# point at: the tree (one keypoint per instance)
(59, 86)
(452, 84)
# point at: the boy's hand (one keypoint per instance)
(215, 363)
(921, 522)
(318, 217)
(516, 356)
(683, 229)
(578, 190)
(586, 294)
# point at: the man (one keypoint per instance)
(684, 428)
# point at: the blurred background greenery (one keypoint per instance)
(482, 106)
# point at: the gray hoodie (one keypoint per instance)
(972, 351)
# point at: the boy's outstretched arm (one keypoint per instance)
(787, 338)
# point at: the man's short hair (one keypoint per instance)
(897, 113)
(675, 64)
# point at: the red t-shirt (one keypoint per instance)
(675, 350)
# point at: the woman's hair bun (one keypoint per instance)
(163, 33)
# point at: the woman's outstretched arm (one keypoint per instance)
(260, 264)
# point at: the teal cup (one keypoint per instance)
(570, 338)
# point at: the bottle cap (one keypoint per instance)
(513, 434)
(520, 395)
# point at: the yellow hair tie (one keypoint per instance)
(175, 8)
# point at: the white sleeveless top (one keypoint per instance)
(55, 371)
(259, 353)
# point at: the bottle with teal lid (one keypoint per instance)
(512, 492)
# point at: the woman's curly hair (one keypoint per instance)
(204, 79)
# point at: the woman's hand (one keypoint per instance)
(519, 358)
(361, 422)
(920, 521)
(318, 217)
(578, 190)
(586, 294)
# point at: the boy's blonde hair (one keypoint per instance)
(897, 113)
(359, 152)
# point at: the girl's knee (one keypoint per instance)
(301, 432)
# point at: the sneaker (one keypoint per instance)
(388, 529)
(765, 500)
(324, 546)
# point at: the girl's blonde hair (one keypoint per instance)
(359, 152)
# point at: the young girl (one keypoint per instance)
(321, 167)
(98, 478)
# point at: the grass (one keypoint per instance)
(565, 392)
┄┄┄┄┄┄
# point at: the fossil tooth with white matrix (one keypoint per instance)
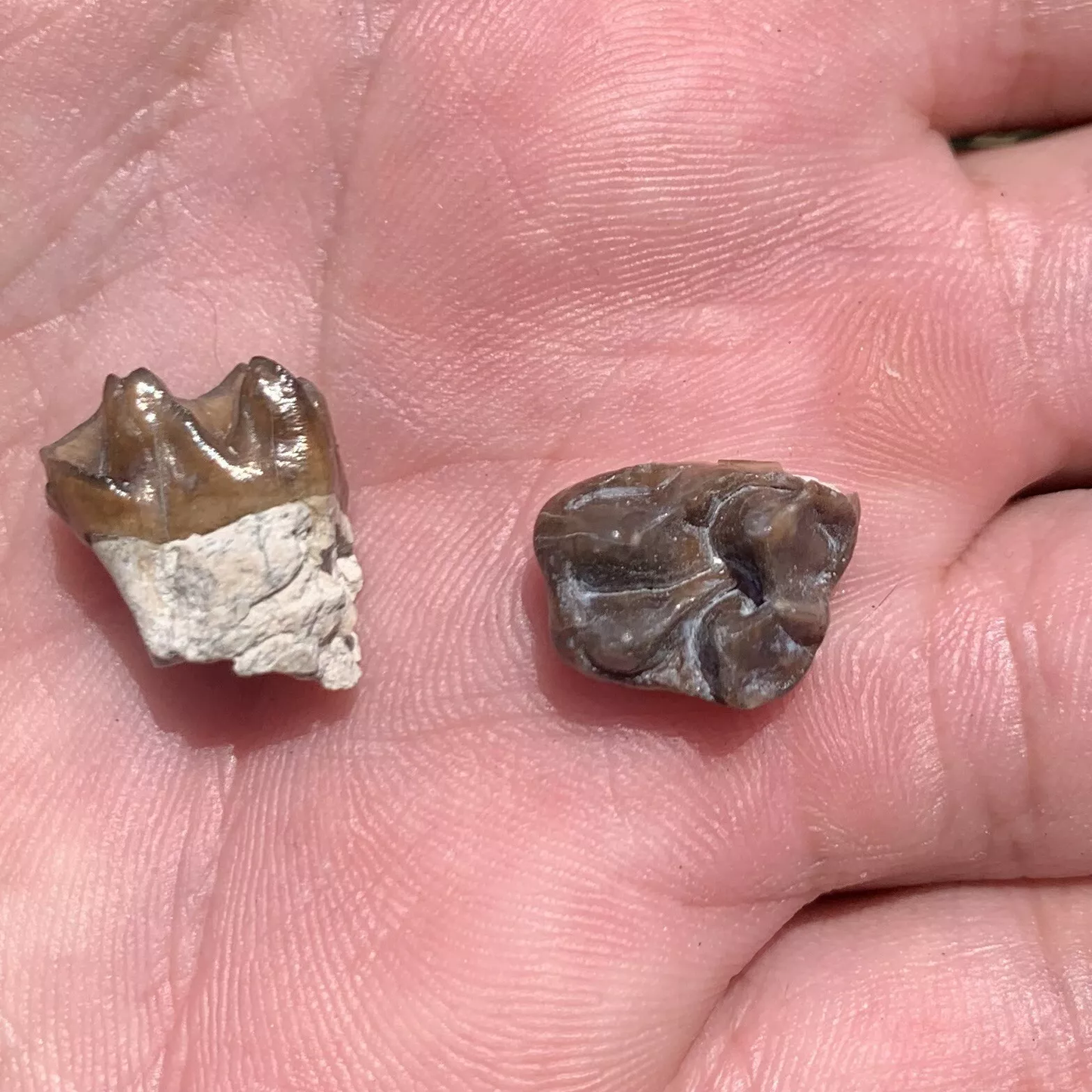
┄┄┄┄┄┄
**CHALLENGE:** Which lines of the records contain the word "woman"? Return each one in full.

**SOLUTION FOR THIS TASK:**
# point at: the woman's hair bun (one keypoint per instance)
# point at: the woman's outstretched arm (one keypoint per instance)
# point at: the woman's curly hair (one keypoint per instance)
# point at: the woman's hand (one keypoint per instance)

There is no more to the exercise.